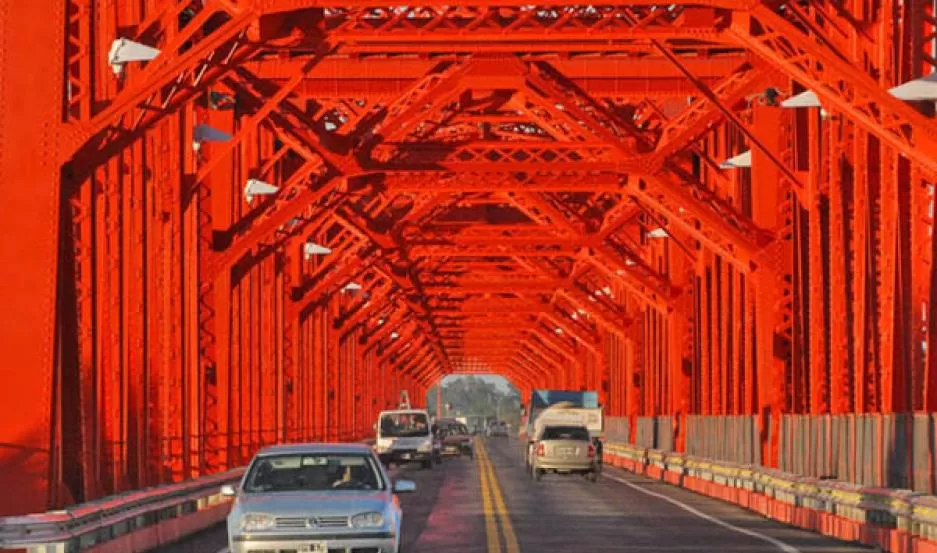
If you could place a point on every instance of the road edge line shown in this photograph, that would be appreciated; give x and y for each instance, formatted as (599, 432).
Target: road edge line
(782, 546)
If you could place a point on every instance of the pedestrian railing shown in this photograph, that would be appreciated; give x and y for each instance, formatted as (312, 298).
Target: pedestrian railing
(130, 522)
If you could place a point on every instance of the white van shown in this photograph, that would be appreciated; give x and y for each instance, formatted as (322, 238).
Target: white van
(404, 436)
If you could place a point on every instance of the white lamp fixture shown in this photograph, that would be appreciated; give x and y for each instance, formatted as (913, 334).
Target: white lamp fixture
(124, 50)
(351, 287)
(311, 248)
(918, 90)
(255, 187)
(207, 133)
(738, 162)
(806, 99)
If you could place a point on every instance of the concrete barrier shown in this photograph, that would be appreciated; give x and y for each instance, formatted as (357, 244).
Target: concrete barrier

...

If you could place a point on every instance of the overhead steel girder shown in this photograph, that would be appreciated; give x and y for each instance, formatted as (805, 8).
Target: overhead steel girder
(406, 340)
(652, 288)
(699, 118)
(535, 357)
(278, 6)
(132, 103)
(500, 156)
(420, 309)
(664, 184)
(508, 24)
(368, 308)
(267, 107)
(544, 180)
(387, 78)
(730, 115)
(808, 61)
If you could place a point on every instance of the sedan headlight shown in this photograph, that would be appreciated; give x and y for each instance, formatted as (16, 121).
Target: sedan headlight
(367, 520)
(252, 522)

Exercise. Please give the lines above as a numbered list, beginning with the line that contains "as (599, 432)." and ending with the line that contains "Target: concrete barrier", both included. Leave out any blank lines.

Response for this exercise.
1. If you could place a point on every instance of the road edge line shown in this photograph, that would be appreciated; give x and y for each instance, formatted as (599, 432).
2. Target: road edge line
3. (782, 546)
4. If you could place a point on every instance of the pedestrian railing shown in this photograph, that would be appreciated; give x and y for each instance, formatted as (312, 298).
5. Target: pedestrian railing
6. (130, 522)
7. If you could place a point on every instance of the white van shown in this photograph, that would be appreciated; give x and y for each instance, formatted as (322, 238).
8. Target: white van
9. (404, 436)
10. If you could place a point on every instance of the white lamp fixture shown in this photograph, that would be appreciated; give x and y for each instance, formatted as (913, 334).
11. Target: white lamp fixture
12. (124, 50)
13. (351, 287)
14. (311, 248)
15. (918, 90)
16. (255, 187)
17. (207, 133)
18. (738, 162)
19. (806, 99)
20. If you could place a point on every instance of the concrete barrier shown in this photograph, that would be appreciated; give x and y for each instance, formatted as (357, 244).
21. Target: concrete barrier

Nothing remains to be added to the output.